### Data excerpts
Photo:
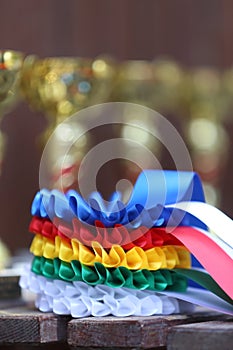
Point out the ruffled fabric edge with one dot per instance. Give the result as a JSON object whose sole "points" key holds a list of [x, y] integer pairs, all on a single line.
{"points": [[135, 258], [106, 236], [120, 277], [81, 300]]}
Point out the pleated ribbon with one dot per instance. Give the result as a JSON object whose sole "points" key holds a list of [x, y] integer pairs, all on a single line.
{"points": [[115, 277], [106, 236], [81, 300], [135, 258]]}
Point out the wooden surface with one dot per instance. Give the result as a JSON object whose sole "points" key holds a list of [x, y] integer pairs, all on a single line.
{"points": [[23, 326], [189, 31], [214, 335], [131, 332]]}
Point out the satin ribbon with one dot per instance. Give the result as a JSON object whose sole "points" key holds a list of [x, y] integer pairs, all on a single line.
{"points": [[107, 237], [212, 217], [135, 258], [214, 259], [154, 189], [81, 300], [118, 277]]}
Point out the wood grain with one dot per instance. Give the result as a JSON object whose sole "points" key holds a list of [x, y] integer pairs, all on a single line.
{"points": [[130, 332], [26, 325], [214, 335]]}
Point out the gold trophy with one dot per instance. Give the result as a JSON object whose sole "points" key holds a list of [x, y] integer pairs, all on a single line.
{"points": [[60, 87], [11, 63]]}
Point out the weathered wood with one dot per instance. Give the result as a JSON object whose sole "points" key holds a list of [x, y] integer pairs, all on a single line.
{"points": [[26, 325], [214, 335], [130, 332]]}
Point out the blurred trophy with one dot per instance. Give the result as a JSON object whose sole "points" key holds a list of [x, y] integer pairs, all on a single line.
{"points": [[154, 84], [11, 63], [60, 87]]}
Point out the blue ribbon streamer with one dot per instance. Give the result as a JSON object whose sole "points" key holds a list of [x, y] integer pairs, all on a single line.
{"points": [[153, 190]]}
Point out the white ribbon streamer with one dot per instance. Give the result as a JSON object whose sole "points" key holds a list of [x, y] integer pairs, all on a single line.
{"points": [[81, 300], [212, 217]]}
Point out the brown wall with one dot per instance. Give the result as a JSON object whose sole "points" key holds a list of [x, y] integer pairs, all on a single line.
{"points": [[193, 32]]}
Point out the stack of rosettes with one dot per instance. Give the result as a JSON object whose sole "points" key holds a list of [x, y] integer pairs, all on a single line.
{"points": [[93, 258]]}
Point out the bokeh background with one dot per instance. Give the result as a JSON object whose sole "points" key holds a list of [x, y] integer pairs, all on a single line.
{"points": [[192, 34]]}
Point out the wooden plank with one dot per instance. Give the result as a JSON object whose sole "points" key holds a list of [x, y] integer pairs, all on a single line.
{"points": [[130, 332], [26, 325], [214, 335]]}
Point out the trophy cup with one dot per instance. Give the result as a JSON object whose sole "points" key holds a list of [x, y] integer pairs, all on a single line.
{"points": [[60, 87], [11, 63]]}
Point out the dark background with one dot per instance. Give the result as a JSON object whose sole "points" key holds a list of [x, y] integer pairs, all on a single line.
{"points": [[192, 32]]}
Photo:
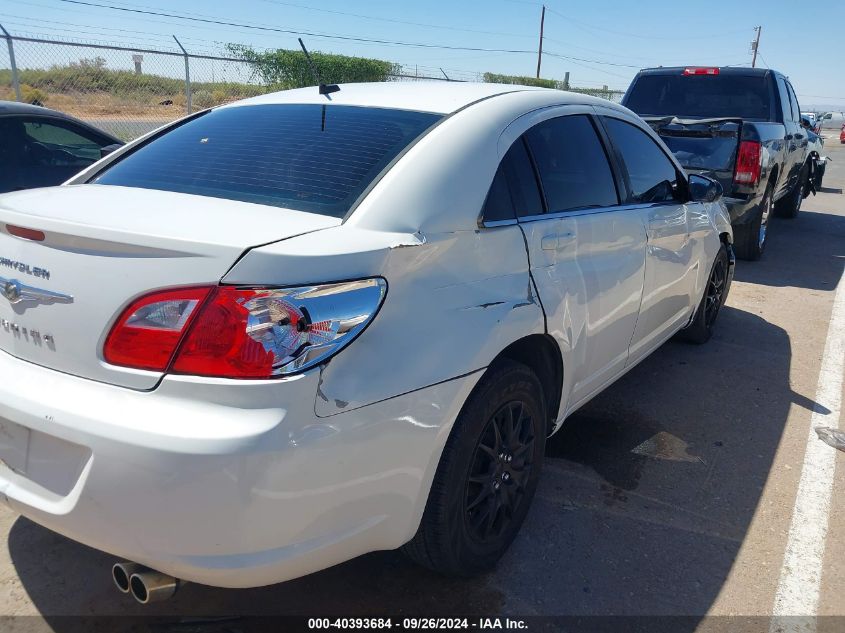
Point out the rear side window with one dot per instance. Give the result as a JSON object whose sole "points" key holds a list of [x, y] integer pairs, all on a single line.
{"points": [[786, 105], [652, 176], [315, 158], [514, 190], [65, 136], [572, 164], [700, 96]]}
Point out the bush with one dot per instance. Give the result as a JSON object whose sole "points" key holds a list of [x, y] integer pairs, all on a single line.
{"points": [[32, 95], [284, 69]]}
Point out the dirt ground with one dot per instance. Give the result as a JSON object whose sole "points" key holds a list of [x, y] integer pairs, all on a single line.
{"points": [[693, 524]]}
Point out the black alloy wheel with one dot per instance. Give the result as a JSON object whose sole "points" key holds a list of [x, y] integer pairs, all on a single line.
{"points": [[487, 474], [499, 472]]}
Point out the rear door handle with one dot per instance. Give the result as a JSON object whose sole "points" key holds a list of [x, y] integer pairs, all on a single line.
{"points": [[556, 241]]}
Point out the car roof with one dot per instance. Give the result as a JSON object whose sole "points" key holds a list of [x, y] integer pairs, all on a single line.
{"points": [[16, 108], [441, 97]]}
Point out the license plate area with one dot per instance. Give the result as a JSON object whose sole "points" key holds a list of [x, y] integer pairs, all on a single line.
{"points": [[14, 445], [48, 461]]}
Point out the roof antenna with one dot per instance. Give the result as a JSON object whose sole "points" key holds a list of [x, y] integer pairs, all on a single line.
{"points": [[325, 89]]}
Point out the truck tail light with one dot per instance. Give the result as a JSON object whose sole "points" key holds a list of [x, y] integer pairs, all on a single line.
{"points": [[748, 162], [147, 333], [700, 70], [234, 332]]}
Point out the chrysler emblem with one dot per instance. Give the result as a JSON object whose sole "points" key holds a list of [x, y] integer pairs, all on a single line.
{"points": [[16, 292], [12, 290]]}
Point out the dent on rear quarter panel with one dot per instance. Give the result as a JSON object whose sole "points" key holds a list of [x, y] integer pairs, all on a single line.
{"points": [[454, 301]]}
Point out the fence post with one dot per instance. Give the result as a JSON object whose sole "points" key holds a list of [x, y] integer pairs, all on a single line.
{"points": [[15, 83], [188, 108]]}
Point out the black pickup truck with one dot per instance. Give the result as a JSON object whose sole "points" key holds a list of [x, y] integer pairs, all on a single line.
{"points": [[740, 126]]}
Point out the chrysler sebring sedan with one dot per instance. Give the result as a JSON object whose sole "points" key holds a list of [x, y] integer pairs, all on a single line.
{"points": [[284, 332]]}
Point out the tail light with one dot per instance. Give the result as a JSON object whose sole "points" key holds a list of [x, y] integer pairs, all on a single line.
{"points": [[748, 162], [232, 332], [700, 70]]}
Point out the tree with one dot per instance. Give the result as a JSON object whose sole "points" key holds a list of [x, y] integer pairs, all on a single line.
{"points": [[289, 69]]}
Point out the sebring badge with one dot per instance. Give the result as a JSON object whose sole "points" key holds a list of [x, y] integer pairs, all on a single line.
{"points": [[16, 292]]}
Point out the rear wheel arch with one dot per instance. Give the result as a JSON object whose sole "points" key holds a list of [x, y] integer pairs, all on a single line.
{"points": [[542, 355], [773, 177]]}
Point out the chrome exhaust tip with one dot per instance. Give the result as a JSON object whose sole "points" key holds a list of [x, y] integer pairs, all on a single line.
{"points": [[122, 572], [151, 586]]}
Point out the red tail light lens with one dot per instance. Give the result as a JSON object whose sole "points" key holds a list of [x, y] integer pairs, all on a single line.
{"points": [[748, 163], [230, 332], [147, 333], [219, 343], [700, 70]]}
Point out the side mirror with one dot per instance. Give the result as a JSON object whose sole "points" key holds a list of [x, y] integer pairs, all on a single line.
{"points": [[108, 149], [704, 189]]}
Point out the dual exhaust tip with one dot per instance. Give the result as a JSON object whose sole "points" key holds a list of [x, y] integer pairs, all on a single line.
{"points": [[145, 585]]}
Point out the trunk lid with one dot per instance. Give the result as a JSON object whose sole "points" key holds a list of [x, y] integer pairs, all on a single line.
{"points": [[702, 146], [104, 246]]}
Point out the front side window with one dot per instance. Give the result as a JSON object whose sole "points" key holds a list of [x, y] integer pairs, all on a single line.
{"points": [[307, 157], [652, 176], [785, 103], [61, 137], [572, 164], [793, 101], [514, 190]]}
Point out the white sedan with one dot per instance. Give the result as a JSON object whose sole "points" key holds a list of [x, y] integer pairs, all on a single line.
{"points": [[287, 331]]}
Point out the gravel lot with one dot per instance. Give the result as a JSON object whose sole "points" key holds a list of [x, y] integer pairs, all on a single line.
{"points": [[693, 522]]}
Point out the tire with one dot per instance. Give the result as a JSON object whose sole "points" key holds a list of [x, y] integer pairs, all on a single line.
{"points": [[715, 295], [750, 239], [493, 456], [789, 206]]}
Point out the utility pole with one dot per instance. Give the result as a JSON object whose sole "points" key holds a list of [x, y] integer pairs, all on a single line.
{"points": [[755, 45], [540, 50]]}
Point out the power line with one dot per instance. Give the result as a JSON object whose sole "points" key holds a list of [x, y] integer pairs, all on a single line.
{"points": [[642, 36], [395, 21]]}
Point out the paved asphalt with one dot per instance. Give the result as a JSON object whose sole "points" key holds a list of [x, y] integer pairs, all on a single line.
{"points": [[670, 494]]}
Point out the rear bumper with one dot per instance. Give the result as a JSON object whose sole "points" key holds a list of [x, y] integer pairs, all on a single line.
{"points": [[743, 211], [219, 482]]}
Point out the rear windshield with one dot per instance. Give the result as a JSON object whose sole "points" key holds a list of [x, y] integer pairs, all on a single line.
{"points": [[315, 158], [701, 96]]}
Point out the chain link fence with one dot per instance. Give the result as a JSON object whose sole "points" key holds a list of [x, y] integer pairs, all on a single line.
{"points": [[130, 91]]}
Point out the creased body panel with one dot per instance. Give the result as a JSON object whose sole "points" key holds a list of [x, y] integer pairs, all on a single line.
{"points": [[103, 246]]}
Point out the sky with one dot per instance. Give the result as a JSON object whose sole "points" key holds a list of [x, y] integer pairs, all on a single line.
{"points": [[600, 42]]}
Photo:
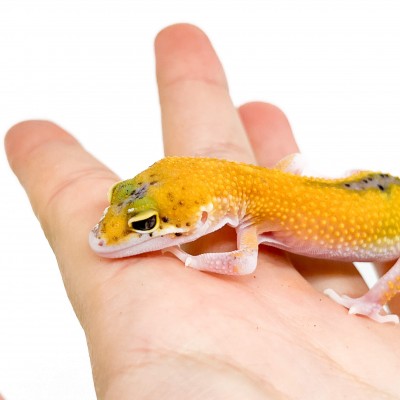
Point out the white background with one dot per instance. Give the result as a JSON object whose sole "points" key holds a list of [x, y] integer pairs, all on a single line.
{"points": [[333, 66]]}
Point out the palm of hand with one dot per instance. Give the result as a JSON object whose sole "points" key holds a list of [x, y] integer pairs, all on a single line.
{"points": [[158, 330]]}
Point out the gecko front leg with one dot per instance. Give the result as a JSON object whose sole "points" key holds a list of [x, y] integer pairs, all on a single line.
{"points": [[238, 262], [373, 301]]}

### What this task involves
Reproduce the records word for word, beginning at the line that contains "Point out the creased" and continuing through the end of the records. Omit the pictures from your copy.

### Task output
Point out the creased body panel with one dot per instance. Give the result as a JSON object whose sole "points" key holds a list of [x, y] integer pairs, all on a single line.
{"points": [[103, 246]]}
Point out the sky with one dot per instance. Give the result as a JSON object whose sole "points" key holds a list of [x, y] integer pairs, all on a single line.
{"points": [[600, 42]]}
Photo:
Point out the white background with one dot per instance. Give the result as a JSON object whose sole "points" key holds a list of [x, y] integer pairs, all on a single line.
{"points": [[333, 66]]}
Point out the palm of hand with one dot per instance. Give the result as a JSON object whose sole "points" key holds a list of [x, y] integer pairs, all on a single line.
{"points": [[158, 330]]}
Point out the gecko front leg with one dot per instance. Give the result as a JSON object whose sole "points" key holds a list of [x, y] integer pairs, all on a single line.
{"points": [[238, 262], [373, 301]]}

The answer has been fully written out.